*** Block opens ***
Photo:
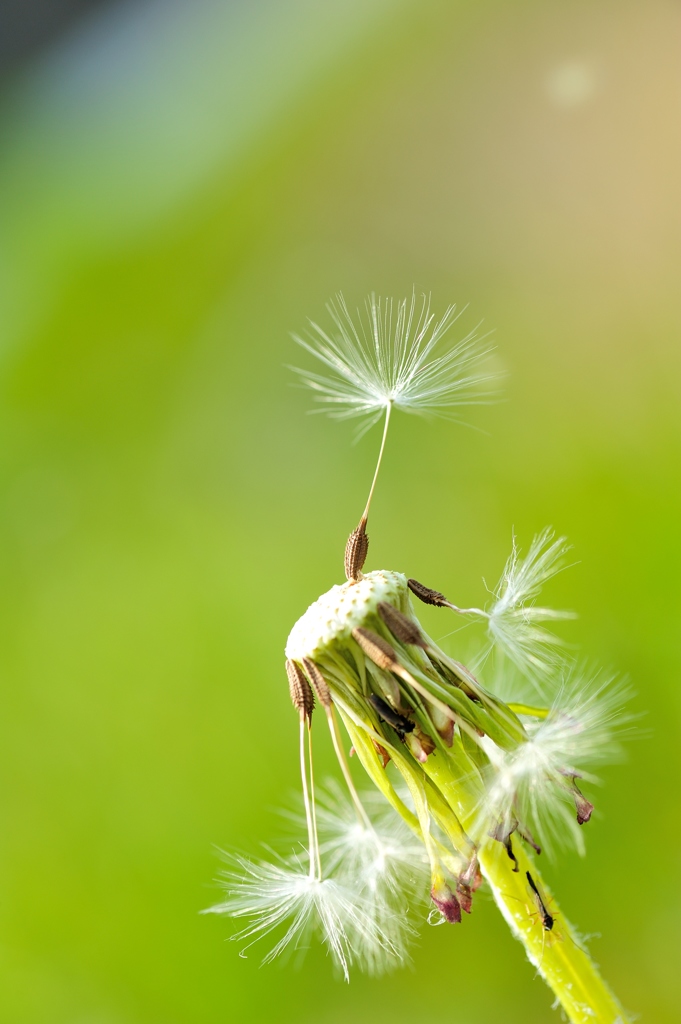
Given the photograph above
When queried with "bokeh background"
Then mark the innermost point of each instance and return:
(180, 186)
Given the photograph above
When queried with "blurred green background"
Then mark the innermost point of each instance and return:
(180, 186)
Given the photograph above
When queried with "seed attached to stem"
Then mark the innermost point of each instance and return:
(402, 629)
(355, 551)
(393, 718)
(427, 595)
(300, 690)
(378, 649)
(318, 682)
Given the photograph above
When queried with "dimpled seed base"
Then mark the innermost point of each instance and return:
(336, 613)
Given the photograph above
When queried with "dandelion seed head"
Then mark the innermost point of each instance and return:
(332, 617)
(391, 355)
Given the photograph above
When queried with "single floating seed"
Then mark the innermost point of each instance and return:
(355, 552)
(300, 690)
(318, 682)
(427, 595)
(402, 629)
(376, 648)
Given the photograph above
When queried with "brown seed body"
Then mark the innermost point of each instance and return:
(378, 649)
(300, 690)
(427, 595)
(318, 682)
(402, 629)
(355, 552)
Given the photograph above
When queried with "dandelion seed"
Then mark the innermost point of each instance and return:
(389, 356)
(272, 895)
(535, 784)
(478, 771)
(513, 621)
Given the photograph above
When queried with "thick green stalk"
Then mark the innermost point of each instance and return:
(555, 951)
(557, 954)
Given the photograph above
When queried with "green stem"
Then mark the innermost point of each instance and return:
(557, 954)
(556, 951)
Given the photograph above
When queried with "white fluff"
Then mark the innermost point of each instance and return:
(513, 621)
(388, 357)
(272, 895)
(531, 782)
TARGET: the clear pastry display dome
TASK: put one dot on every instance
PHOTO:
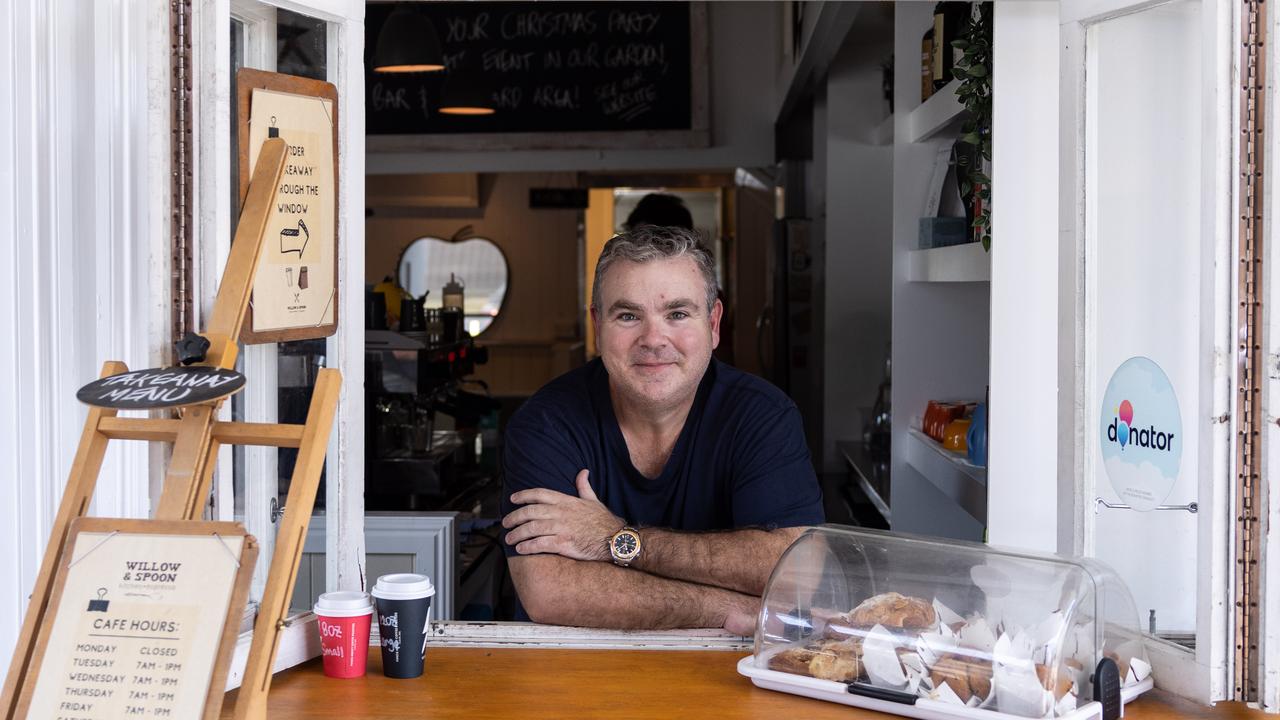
(935, 628)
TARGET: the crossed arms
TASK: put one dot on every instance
(565, 575)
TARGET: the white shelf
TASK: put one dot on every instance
(958, 263)
(935, 114)
(883, 132)
(954, 475)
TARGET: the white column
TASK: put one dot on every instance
(83, 267)
(1023, 484)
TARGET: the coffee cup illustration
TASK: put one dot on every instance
(295, 240)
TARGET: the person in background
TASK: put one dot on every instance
(654, 487)
(659, 209)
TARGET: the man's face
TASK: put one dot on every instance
(654, 332)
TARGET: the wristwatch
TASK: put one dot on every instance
(625, 546)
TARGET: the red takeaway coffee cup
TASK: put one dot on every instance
(343, 619)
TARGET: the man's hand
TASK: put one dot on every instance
(551, 522)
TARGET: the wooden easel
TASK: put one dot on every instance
(196, 437)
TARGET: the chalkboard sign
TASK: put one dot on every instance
(161, 387)
(551, 68)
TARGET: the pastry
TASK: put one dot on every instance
(836, 661)
(1059, 683)
(967, 677)
(979, 677)
(894, 611)
(794, 660)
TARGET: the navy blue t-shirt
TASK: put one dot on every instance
(740, 460)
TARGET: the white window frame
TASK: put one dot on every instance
(1205, 674)
(213, 103)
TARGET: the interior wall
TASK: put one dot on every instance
(859, 241)
(542, 249)
(744, 58)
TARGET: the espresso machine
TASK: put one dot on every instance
(412, 374)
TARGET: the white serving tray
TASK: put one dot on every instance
(923, 709)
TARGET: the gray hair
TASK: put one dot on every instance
(644, 244)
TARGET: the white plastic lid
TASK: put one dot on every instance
(403, 586)
(343, 604)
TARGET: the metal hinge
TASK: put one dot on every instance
(1249, 370)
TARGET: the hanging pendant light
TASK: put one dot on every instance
(466, 94)
(407, 42)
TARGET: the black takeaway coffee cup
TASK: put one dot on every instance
(403, 613)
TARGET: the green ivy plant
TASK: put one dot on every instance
(973, 71)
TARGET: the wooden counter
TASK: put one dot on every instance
(588, 683)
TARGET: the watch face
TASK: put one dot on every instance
(625, 545)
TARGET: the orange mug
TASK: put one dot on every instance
(955, 434)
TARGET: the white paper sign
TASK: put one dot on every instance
(137, 628)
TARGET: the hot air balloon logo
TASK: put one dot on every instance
(1121, 428)
(1125, 415)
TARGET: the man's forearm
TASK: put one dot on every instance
(736, 560)
(570, 592)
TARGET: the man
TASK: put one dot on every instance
(654, 487)
(659, 209)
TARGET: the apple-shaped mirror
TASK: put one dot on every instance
(476, 263)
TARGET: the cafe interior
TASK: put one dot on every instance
(927, 260)
(479, 263)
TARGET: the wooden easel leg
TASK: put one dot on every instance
(76, 499)
(181, 499)
(251, 702)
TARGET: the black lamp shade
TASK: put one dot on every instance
(466, 94)
(407, 44)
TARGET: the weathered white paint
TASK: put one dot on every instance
(344, 463)
(1200, 365)
(344, 497)
(83, 254)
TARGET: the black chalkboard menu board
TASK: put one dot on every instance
(548, 68)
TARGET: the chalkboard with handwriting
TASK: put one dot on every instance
(547, 67)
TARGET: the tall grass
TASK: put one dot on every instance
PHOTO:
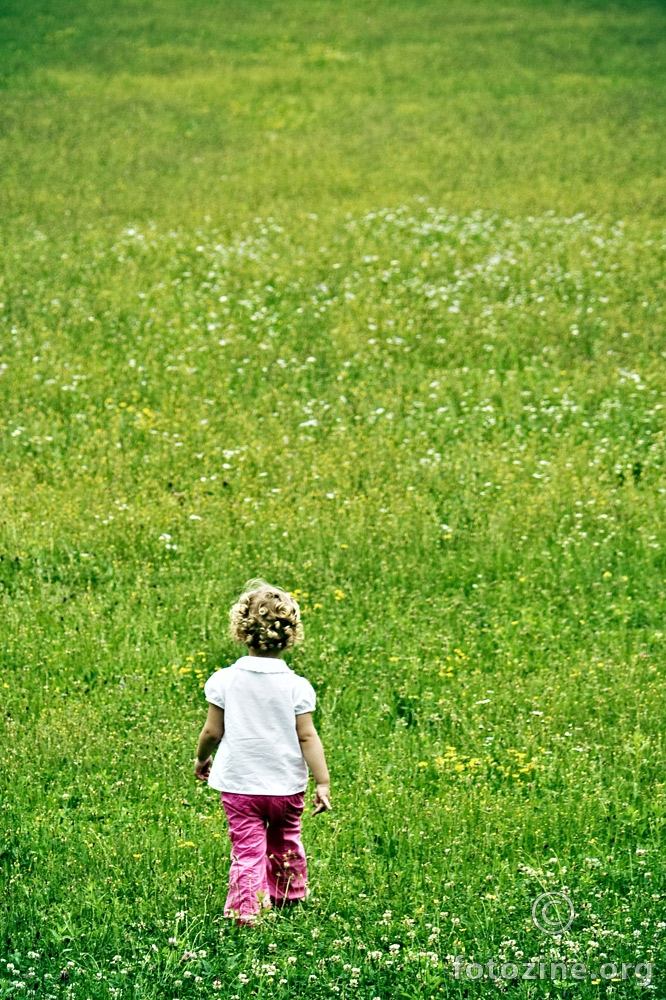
(440, 427)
*** Block closes ***
**Exercise objective:** Please reproduce every entry above exactly, but leave out the pictures.

**Solution for this problem:**
Photo:
Given the photograph above
When queried with "bokeh background"
Then mark the innermost point of each instance and return:
(180, 186)
Given the photograph above
When queried with "blurred green background"
Then mark the innermost point of each instance and return:
(180, 186)
Given the photograph above
When queried with "seed attached to stem"
Then mark the innermost point of each instance and return:
(402, 629)
(355, 551)
(393, 718)
(427, 595)
(300, 690)
(378, 649)
(318, 682)
Given the photograph above
When queried with "dimpled seed base"
Then mark the innermost point of each instance and return:
(336, 613)
Given the photograph above
When queried with "dandelion seed head"
Then mark the innermost point of each instance and return:
(332, 617)
(391, 355)
Given the photograph above
When queried with "single floating seed"
Then mark the innermost point of each instance and return:
(355, 552)
(300, 690)
(318, 682)
(427, 595)
(402, 629)
(376, 648)
Given the photograph above
When queried with "brown seed body"
Then mark the innermost point of each instance and return:
(378, 649)
(300, 690)
(427, 595)
(318, 682)
(402, 629)
(355, 552)
Given the photograph above
When queried with "dandelion seed"
Then mark the innermost point of each instance and return:
(389, 356)
(272, 895)
(535, 784)
(478, 771)
(513, 621)
Given the photograph above
When queried with "thick green stalk"
Then mark the innermost point of each instance and return:
(555, 951)
(557, 954)
Given the photograph above
When queried with "green stem"
Then mark the innermost point of each instance and return:
(557, 954)
(556, 951)
Given the photograph above
When queried with "white fluff"
Then mark the innermost point of each instance and return:
(513, 621)
(388, 357)
(272, 895)
(531, 782)
TARGET: the clear pastry display dome
TASK: put one dot on every instance
PHOTO:
(935, 628)
TARGET: the crossed arms
TASK: put one dot on every instance
(565, 575)
TARGET: the white shelf
TASK: put one dot on every instance
(958, 263)
(935, 114)
(883, 132)
(954, 475)
TARGET: the white column
TASK: put one dot on every instance
(83, 267)
(1023, 484)
TARGET: the coffee cup illustration
TASK: put one dot on every instance
(295, 240)
TARGET: the person in background
TASK: put one dot on every instance
(654, 487)
(659, 209)
TARGET: the man's face
TASK: put one dot on every instance
(654, 332)
TARGET: the wristwatch
TASK: put one dot on every instance
(625, 546)
TARGET: the red takeaway coffee cup
TASK: put one dot on every instance
(343, 619)
TARGET: the man's hand
TASK: put one dot on every instance
(551, 522)
TARGET: the wooden easel
TASK: put one dot on every instance
(196, 437)
TARGET: the chalkboard sign
TASK: put one dot on every instance
(161, 387)
(551, 68)
TARGET: the pastry
TASK: put one dot on every instance
(836, 661)
(1059, 683)
(967, 677)
(979, 677)
(894, 611)
(794, 660)
TARGET: the navy blue t-shirt
TASK: put one dot on every instance
(740, 460)
TARGET: the white window frame
TASK: put one dot on every instance
(1205, 674)
(213, 103)
TARGET: the interior wall
TASK: put one dot on every instance
(859, 241)
(542, 249)
(744, 58)
TARGET: the espresso machine
TASK: put one dot on every instance
(412, 374)
TARGET: the white serving tray
TASK: put one dot on every instance
(923, 709)
TARGET: the gray hair
TASK: put one dot on every instance
(644, 244)
TARGET: the white plastic lid
TASK: put one dot on every instance
(403, 586)
(343, 604)
TARGET: the metal hinge
TASK: put one dot on every instance
(1249, 370)
TARGET: the hanging pendant light
TASK: put one dot on every instance
(466, 94)
(407, 42)
TARGET: the black takeaway coffee cup
TASK: put one dot on every instance
(403, 613)
TARGET: the green ivy plant
TASK: put one dot on every instance
(973, 71)
TARGET: the wooden counter
TASK: put one dot on every instance
(588, 683)
TARGET: the watch face
TASK: put one dot on every instance
(625, 545)
TARGET: the orange mug
TASK: put one dot on every instance
(955, 434)
TARGET: the white paper sign
TASK: put one dot on every instance
(137, 628)
TARGET: the hot air balloon logo
TASK: put one dot on every instance
(1121, 428)
(1125, 415)
TARGET: the man's forearm
TASK: put one dot on every instance
(736, 560)
(570, 592)
TARGET: the man
TASK: put one dot on every instance
(654, 487)
(659, 209)
TARGET: the apple-shaped mirror
TASK: put one dot on every instance
(476, 263)
TARGET: the cafe interior
TASK: put one dot on every instance
(927, 260)
(479, 263)
TARGET: the wooden easel leg
TASK: put one dot on every instance
(76, 499)
(181, 499)
(251, 702)
TARGET: the black lamp shade
TASK: put one dot on every instance
(466, 94)
(407, 44)
TARGET: the weathered white paint
TASK: put one dot on every instance
(344, 463)
(1200, 365)
(344, 497)
(83, 254)
TARGET: the black chalkboard menu board
TASK: put one dot on every instance
(548, 68)
TARGET: the chalkboard with handwriting
TASK: put one dot on every instance
(547, 67)
TARGET: the tall grass
TASK: put one dot on every instance
PHOTO:
(440, 427)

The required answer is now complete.